* **Work to complete**: Count how many lines of the material below contain the word "query", and reply with the number alone.
|---|
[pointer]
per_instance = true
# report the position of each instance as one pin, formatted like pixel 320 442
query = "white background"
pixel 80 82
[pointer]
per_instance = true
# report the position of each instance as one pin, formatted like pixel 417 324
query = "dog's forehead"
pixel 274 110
|---|
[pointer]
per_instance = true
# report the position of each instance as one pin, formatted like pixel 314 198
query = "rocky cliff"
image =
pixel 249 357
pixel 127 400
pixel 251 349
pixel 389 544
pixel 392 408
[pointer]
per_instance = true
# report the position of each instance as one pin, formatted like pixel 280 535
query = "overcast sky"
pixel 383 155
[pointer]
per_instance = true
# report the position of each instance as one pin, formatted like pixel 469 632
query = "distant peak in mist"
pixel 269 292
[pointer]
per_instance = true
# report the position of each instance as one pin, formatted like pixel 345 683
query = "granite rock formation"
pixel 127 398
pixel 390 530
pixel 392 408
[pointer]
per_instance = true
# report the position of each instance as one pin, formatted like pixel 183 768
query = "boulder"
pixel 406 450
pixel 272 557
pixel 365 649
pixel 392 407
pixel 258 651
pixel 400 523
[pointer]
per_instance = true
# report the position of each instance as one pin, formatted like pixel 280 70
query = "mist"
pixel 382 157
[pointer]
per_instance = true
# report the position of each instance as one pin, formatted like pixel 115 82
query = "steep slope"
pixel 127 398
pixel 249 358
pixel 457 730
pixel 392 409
|---|
* **Output for this task**: 9